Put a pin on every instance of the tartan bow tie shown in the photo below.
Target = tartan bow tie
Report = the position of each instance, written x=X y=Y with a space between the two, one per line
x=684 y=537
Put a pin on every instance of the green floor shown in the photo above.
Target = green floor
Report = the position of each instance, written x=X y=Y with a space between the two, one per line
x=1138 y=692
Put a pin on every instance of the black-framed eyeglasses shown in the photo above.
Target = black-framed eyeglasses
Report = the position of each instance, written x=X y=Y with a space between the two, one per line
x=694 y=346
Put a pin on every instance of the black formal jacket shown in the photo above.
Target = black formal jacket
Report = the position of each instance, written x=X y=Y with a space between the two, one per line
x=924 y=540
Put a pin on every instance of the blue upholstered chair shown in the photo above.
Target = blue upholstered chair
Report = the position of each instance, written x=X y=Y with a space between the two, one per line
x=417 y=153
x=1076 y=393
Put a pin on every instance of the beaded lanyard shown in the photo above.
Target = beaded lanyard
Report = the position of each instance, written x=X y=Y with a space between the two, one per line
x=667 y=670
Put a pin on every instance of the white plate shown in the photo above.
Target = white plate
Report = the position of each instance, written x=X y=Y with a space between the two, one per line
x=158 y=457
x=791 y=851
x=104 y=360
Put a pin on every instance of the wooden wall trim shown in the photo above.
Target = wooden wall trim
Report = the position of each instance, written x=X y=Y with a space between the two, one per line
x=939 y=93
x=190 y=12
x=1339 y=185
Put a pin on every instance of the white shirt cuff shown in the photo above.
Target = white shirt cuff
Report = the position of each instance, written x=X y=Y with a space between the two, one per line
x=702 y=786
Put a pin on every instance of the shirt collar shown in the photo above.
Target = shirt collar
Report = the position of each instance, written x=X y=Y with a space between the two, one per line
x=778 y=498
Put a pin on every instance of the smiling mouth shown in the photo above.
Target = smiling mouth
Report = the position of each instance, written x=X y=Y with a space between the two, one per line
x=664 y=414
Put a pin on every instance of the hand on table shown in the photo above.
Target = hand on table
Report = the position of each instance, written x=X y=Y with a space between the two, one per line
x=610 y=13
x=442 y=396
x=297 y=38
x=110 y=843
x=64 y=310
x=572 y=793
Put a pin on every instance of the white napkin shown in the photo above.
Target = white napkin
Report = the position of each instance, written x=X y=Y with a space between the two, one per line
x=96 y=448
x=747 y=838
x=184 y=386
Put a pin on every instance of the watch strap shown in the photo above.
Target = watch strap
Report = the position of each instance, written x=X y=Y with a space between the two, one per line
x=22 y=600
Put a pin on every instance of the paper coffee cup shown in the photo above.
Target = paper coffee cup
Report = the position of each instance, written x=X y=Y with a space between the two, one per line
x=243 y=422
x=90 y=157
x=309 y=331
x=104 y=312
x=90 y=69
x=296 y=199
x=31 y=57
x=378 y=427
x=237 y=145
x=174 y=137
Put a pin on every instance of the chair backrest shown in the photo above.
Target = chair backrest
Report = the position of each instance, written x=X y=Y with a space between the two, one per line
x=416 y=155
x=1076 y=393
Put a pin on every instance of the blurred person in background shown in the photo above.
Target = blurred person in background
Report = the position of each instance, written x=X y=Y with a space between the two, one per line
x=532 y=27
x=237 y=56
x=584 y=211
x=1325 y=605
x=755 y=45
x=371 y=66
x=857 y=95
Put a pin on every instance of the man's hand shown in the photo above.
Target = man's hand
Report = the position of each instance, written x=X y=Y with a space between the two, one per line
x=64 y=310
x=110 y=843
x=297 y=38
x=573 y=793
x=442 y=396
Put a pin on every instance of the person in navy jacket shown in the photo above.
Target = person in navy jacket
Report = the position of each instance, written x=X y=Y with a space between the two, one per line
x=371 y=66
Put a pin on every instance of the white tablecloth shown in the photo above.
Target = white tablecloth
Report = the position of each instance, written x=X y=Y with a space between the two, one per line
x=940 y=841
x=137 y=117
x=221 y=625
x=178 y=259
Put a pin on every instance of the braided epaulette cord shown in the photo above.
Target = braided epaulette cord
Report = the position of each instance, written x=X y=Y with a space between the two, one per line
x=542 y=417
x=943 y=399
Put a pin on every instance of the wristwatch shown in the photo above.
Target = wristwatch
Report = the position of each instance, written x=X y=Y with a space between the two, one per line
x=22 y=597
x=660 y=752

· · ·

*DIRECTIONS:* Shift the answer coordinates by adding 149 to every x and y value, then write out each line in full from the line with "Put a pin on every instance of the black formal" to the line with "x=924 y=540", both ends included. Leave all other text in those lines as it stands, and give no other part of the listing.

*TASK RESULT:*
Put a pin on every instance of the black formal jacket shown in the photo above.
Target = black formal jacket
Report = the position of each instance, written x=X y=Y with a space between the two, one per line
x=1073 y=689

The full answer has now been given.